## WORK TO BE COMPLETED
The records are to be restated in their entirety, word for word.

## Dataset entries
----
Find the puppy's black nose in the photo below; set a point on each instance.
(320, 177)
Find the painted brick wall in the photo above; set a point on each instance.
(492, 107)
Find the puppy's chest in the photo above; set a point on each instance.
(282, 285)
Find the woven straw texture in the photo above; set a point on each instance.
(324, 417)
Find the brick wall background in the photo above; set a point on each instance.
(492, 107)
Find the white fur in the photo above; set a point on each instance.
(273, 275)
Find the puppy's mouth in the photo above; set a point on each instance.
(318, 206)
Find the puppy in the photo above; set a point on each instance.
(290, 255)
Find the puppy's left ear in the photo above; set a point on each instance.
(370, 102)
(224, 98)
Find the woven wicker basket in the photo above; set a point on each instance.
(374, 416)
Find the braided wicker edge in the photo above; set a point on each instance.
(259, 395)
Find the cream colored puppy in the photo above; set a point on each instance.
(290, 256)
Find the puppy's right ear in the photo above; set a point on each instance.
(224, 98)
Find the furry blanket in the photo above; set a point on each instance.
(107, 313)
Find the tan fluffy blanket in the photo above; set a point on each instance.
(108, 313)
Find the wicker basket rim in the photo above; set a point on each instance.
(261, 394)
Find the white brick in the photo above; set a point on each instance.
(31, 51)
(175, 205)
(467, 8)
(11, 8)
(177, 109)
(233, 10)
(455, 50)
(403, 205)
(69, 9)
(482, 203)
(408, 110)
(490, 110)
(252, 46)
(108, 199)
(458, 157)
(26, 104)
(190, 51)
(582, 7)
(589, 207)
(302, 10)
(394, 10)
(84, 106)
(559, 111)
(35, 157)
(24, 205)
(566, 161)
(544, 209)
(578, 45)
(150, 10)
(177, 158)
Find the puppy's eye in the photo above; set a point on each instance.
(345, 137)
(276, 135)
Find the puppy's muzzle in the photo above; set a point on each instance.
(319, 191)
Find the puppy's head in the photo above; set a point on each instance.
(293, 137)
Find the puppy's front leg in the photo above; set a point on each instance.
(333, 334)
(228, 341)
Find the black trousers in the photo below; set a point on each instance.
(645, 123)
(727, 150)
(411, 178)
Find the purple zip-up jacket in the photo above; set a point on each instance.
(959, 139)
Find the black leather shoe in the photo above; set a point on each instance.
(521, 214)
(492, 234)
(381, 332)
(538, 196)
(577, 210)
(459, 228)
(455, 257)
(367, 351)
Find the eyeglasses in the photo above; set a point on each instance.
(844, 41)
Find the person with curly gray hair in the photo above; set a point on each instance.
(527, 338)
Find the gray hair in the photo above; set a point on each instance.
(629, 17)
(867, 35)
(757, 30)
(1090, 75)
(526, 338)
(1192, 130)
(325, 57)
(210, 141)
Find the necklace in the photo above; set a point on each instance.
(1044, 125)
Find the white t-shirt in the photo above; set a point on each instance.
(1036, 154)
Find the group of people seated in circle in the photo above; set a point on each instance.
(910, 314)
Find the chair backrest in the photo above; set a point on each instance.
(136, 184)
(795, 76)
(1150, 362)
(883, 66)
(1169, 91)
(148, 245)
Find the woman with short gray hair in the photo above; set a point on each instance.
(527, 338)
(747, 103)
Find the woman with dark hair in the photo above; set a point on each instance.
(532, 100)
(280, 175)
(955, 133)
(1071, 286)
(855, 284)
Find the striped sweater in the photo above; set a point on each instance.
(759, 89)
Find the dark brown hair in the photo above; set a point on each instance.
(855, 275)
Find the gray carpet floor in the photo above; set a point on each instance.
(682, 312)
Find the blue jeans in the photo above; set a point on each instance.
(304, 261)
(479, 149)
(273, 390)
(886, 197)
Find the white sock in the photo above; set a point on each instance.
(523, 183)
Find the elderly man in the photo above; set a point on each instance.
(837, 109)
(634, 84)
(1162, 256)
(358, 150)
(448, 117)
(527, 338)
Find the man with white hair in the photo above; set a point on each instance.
----
## WRITTEN SOLUTION
Find the puppy's black nose in the photo below; set a point on each instance.
(320, 177)
Find the painted brick wall in the photo above; set a point on each instance.
(492, 107)
Find the puppy's chest in the photo above; set a point on each instance.
(282, 285)
Find the woven straw texture in the photo above; set a point on each instance.
(324, 417)
Find the brick wall background in the photo above; set a point on each instance.
(492, 107)
Find the white fur in the photo above; set a point on each instance.
(273, 275)
Find the puppy's mouth in the photo above; set a point on each instance.
(318, 206)
Find the puppy in the photo above; set a point on each instance.
(290, 255)
Find the puppy's left ear in the photo above; set a point on each instance.
(370, 102)
(224, 98)
Find the woven wicker basket in the photo above; set a point on each instance.
(374, 416)
Find the braided wicker edge in the photo above; set a point on each instance.
(259, 395)
Find the cream colored puppy in the photo above; set a point on each instance.
(290, 256)
Find the puppy's right ear in the photo above; set a point on each instance.
(224, 98)
Find the furry blanket in the photo above; set a point on each instance.
(107, 313)
Find the tan fluffy blanket in the photo above; set a point on each instance.
(108, 313)
Find the wicker basket rim in the photo above; set a point on each instance.
(261, 394)
Find the white brick in the photo above; set a point on each instance.
(31, 51)
(175, 205)
(467, 8)
(11, 8)
(177, 109)
(233, 10)
(455, 50)
(403, 205)
(69, 9)
(482, 203)
(408, 110)
(490, 110)
(252, 46)
(108, 199)
(458, 157)
(26, 104)
(190, 51)
(582, 7)
(589, 207)
(302, 10)
(394, 10)
(84, 106)
(559, 111)
(35, 157)
(24, 205)
(566, 161)
(544, 209)
(578, 45)
(150, 10)
(177, 158)
Find the puppy's eye in the photo above; set a point on each instance.
(345, 137)
(276, 135)
Find the puppy's muzzle in the photo above; set a point on each instance.
(319, 191)
Find the puppy's head in the photo above; set a point on each instance.
(293, 137)
Find the puppy's front leg in the photo above; set a point on each instance.
(333, 334)
(228, 341)
Find the black trousers in the photo below; set a point on each instance.
(645, 123)
(727, 150)
(411, 178)
Find the purple zip-up jacket in the photo above; set a point on each instance.
(959, 139)
Find the black leather shoe in the photo above; set a point on each instance.
(521, 214)
(492, 234)
(381, 332)
(538, 196)
(577, 210)
(459, 228)
(455, 257)
(367, 351)
Find the eyeglasses in the photo above; set a point on each instance.
(844, 41)
Find the person with curly gray hair in the photo above; set a point on each instance.
(527, 338)
Find the gray hair in the photo above; set a point on each instance.
(629, 17)
(867, 35)
(757, 30)
(1090, 75)
(526, 338)
(1192, 130)
(325, 57)
(210, 141)
Find the necklace in the photo above; set a point on each instance.
(1044, 125)
Find the white t-shirt in the photo above; set a point on each instance.
(1036, 154)
Find the group of people seated in circle in the photo above; set a point on each instance.
(910, 314)
Find the chair backrest in the photo above; set a point on each instance.
(136, 184)
(795, 76)
(1150, 362)
(883, 66)
(1169, 91)
(148, 245)
Find the woman with short gray hair in the photo above; set a point on each instance.
(527, 338)
(747, 103)
Find the woman with dark hair in the photo above; set a point on each instance.
(532, 100)
(280, 175)
(955, 133)
(1071, 286)
(855, 284)
Find the striped sweater in the photo above; set a point on each instance.
(759, 89)
Find the dark brown hair in the photo above; set a point on each instance.
(855, 275)
Find the gray carpet floor in the photo above; set a point on each instance.
(682, 312)
Find the blue jeans in the photo above; set a point on each instance.
(304, 261)
(479, 149)
(273, 390)
(886, 197)
Find the white sock in the photo above; set a point on each instance.
(523, 183)
Find the elderly man in the photo above; set a point on each instance.
(837, 109)
(634, 84)
(1162, 256)
(358, 150)
(448, 117)
(527, 338)
Find the man with white hair in the photo above; set a point on each instance.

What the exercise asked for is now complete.